Set down the line that contains "Highlight-reel tagging: indicate the terracotta" and every line after it to the end of the entries, exactly as they stand and nothing more.

┄┄┄┄┄┄┄┄┄┄┄┄┄┄┄┄┄┄┄┄

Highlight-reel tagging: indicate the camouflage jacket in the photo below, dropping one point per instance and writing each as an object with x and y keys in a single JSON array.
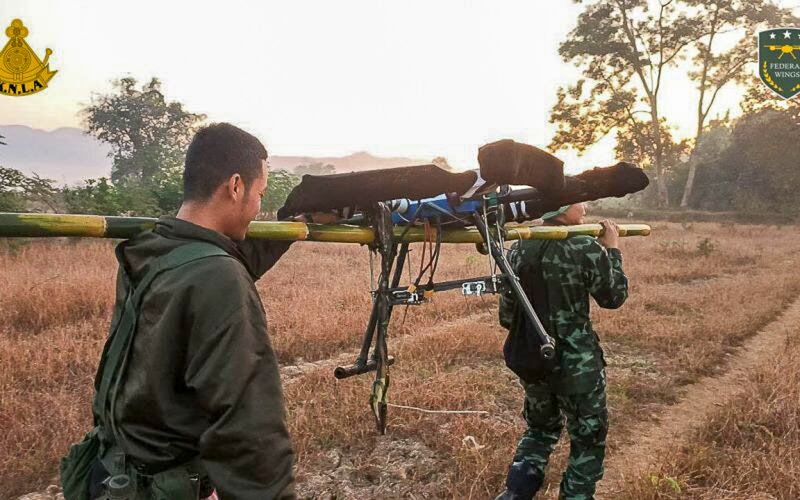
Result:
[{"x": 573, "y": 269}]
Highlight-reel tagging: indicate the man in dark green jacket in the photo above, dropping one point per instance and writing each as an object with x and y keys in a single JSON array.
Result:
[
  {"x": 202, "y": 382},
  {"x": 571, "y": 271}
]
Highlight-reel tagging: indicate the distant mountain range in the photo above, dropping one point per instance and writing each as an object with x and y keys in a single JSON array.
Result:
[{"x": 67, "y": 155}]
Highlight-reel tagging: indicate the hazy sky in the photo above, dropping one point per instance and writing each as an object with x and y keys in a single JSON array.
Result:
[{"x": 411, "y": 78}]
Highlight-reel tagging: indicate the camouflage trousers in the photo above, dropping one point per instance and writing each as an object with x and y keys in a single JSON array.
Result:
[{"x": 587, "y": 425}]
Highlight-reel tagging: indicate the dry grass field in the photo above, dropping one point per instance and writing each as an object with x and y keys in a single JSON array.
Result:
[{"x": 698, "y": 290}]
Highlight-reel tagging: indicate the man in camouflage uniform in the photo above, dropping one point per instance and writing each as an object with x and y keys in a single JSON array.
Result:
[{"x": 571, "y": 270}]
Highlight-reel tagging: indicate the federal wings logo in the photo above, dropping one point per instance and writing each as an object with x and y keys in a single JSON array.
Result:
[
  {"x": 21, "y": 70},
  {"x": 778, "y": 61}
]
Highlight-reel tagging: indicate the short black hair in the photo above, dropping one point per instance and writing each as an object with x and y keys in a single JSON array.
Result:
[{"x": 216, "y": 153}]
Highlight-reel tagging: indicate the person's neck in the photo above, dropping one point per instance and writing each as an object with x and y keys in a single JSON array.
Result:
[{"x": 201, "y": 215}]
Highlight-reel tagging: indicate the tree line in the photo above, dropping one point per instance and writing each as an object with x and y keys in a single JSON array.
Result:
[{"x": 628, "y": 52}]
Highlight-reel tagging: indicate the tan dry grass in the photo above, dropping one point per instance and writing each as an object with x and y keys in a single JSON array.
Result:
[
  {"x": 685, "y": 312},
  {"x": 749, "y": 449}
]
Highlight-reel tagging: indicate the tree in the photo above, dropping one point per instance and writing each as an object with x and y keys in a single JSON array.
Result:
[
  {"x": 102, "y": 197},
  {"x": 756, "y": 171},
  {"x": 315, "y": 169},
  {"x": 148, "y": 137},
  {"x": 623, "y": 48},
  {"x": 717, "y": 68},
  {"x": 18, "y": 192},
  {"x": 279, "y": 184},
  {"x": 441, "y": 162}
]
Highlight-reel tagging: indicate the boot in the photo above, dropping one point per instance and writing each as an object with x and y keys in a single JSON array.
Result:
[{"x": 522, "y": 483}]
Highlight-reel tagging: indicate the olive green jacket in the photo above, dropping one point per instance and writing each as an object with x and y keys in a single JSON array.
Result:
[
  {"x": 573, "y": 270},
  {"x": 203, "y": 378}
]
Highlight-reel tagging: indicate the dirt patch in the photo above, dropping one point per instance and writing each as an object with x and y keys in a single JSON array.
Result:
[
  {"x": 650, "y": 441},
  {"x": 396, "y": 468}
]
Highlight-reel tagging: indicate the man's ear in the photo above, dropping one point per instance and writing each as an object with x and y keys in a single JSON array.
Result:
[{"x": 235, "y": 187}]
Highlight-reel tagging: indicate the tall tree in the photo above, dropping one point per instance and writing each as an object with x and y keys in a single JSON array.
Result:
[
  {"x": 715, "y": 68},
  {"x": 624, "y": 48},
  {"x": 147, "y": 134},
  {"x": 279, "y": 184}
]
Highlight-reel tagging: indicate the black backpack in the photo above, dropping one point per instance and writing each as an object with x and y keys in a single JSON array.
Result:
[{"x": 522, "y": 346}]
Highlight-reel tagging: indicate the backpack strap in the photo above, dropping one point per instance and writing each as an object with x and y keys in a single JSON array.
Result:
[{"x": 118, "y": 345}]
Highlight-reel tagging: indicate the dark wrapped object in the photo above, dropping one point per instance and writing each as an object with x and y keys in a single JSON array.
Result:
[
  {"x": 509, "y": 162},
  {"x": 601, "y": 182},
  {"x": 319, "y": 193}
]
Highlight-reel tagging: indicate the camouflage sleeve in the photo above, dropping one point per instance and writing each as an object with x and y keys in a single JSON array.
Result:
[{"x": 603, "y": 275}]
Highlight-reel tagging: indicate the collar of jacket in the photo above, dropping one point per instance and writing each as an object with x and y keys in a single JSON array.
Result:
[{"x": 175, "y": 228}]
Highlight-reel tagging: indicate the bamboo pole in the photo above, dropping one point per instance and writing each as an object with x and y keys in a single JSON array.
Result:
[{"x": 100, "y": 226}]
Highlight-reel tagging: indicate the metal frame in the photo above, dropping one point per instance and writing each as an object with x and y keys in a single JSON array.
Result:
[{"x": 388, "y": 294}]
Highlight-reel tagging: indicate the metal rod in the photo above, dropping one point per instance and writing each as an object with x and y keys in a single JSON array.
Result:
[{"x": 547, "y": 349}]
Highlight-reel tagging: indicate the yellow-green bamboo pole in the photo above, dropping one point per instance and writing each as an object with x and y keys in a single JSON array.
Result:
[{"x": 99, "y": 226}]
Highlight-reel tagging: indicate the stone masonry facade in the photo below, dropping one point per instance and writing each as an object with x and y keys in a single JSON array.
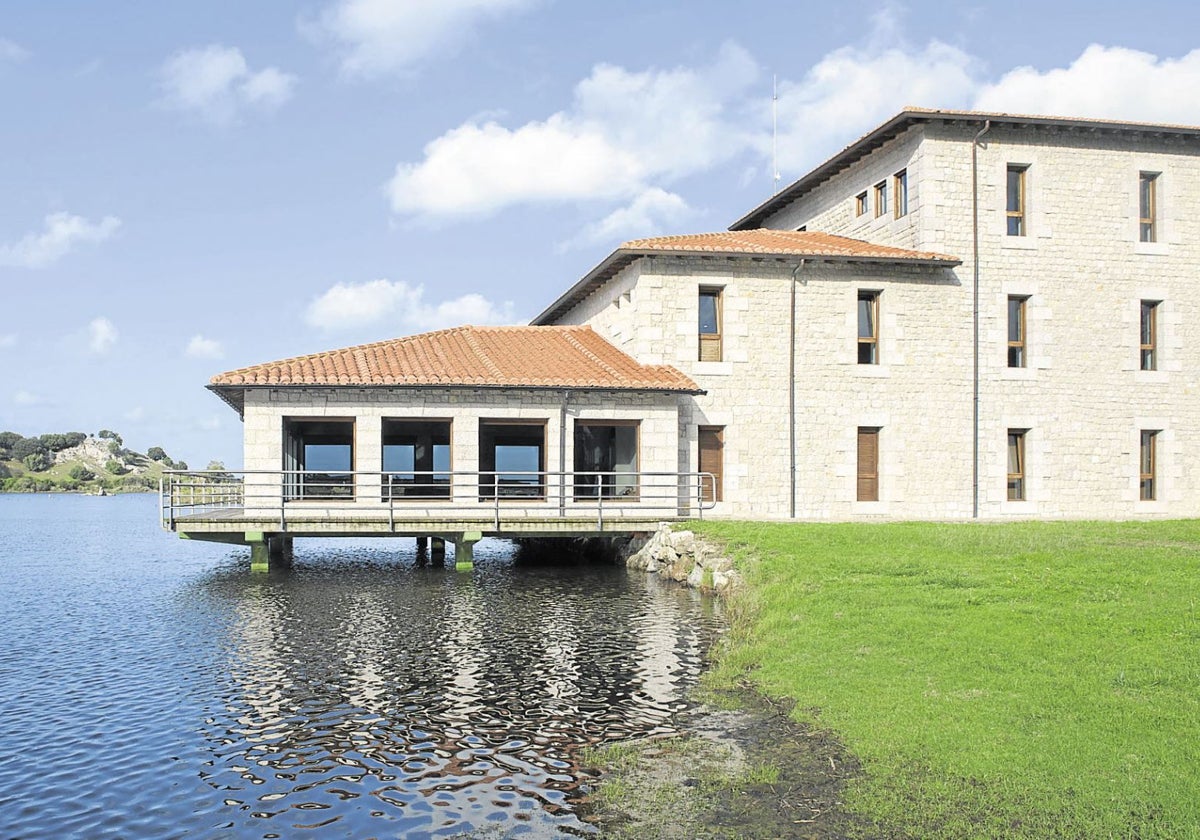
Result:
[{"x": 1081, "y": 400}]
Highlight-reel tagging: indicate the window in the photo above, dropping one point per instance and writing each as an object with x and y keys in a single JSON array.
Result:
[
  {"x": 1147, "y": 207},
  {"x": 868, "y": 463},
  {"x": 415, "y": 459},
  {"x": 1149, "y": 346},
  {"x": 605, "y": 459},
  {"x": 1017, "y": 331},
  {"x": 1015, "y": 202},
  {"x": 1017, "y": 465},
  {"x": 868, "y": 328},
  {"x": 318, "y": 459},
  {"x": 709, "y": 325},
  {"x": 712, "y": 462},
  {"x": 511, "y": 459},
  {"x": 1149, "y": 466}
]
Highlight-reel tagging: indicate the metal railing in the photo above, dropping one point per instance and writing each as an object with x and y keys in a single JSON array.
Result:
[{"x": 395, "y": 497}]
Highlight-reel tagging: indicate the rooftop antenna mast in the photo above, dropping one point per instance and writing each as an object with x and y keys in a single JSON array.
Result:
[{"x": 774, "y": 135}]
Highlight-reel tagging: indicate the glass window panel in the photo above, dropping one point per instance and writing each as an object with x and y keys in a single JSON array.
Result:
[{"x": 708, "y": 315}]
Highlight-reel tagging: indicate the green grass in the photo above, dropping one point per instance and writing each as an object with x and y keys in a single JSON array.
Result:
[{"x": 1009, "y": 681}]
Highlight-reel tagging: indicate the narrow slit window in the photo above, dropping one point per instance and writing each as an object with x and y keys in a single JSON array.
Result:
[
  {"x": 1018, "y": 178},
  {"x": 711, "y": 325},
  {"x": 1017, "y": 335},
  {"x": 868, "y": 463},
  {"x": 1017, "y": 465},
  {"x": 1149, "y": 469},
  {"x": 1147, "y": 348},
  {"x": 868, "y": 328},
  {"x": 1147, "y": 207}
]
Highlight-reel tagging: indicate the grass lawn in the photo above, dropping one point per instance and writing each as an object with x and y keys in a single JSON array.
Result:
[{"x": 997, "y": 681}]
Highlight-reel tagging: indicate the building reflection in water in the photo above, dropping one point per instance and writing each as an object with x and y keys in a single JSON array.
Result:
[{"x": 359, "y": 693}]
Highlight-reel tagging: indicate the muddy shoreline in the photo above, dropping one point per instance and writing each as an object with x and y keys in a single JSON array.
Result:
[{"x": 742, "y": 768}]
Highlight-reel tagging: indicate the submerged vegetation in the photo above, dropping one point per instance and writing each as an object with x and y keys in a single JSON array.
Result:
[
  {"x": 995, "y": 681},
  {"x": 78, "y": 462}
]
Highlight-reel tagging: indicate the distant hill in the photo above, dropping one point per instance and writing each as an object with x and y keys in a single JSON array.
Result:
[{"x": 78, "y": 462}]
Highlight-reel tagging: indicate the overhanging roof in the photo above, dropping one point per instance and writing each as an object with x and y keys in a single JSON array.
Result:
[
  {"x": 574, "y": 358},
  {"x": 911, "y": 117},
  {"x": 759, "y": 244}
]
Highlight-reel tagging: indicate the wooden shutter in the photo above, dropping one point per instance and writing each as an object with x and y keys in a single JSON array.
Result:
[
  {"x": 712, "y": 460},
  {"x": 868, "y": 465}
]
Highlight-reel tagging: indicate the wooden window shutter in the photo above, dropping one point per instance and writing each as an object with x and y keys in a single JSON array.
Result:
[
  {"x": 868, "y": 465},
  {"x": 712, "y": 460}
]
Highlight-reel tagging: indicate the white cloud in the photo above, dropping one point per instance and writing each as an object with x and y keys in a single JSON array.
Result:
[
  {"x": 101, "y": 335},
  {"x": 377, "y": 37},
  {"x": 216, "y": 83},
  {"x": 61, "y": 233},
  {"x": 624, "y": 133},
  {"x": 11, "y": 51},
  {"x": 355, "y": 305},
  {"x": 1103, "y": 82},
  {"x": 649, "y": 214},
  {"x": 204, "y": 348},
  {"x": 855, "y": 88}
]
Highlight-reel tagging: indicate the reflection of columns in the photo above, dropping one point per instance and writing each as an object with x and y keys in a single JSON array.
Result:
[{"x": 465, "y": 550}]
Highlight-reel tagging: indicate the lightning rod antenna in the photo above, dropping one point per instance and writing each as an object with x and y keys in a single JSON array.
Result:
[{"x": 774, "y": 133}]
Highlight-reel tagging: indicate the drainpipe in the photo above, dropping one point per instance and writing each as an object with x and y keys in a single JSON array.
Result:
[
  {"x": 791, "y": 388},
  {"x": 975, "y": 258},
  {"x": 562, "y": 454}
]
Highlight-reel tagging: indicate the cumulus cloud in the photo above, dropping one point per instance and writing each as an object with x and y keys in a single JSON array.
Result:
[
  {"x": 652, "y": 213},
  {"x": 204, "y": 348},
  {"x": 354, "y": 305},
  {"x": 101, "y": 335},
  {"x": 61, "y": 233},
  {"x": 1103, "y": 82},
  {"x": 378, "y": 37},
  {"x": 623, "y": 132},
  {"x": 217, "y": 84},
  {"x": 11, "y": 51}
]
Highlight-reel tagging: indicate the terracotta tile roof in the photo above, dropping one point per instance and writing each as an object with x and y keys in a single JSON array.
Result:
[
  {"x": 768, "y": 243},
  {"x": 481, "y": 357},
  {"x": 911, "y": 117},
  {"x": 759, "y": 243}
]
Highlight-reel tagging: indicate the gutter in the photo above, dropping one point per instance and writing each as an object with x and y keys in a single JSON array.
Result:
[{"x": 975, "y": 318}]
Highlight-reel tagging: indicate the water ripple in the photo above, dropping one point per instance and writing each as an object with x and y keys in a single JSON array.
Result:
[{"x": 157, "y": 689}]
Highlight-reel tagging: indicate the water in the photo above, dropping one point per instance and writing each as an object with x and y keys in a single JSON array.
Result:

┄┄┄┄┄┄┄┄┄┄┄┄┄┄┄┄┄┄┄┄

* Task output:
Highlight-reel tagging: indicate the terracotta tile roof in the photo above, dropping one point per instance and writing each as an object with x and y keys in a single JSON array.
Result:
[
  {"x": 768, "y": 243},
  {"x": 481, "y": 357},
  {"x": 911, "y": 117},
  {"x": 759, "y": 243}
]
Highlight-reel tagging: indicate the gutter in the photo above, dropping one point per instance and writing each as an object with x and y keys in a single JSON array.
Result:
[{"x": 975, "y": 318}]
Highlight-reel tagging: indicate the water ripple in the photo above, dropping one point per instance and writing each as an object with x and y keys in a single JSON array.
Result:
[{"x": 157, "y": 689}]
Highlight-reel tagging: indicate the water in the photo above, dropping one point per instance and writing each as an object with x and y keys in a single JSON array.
Result:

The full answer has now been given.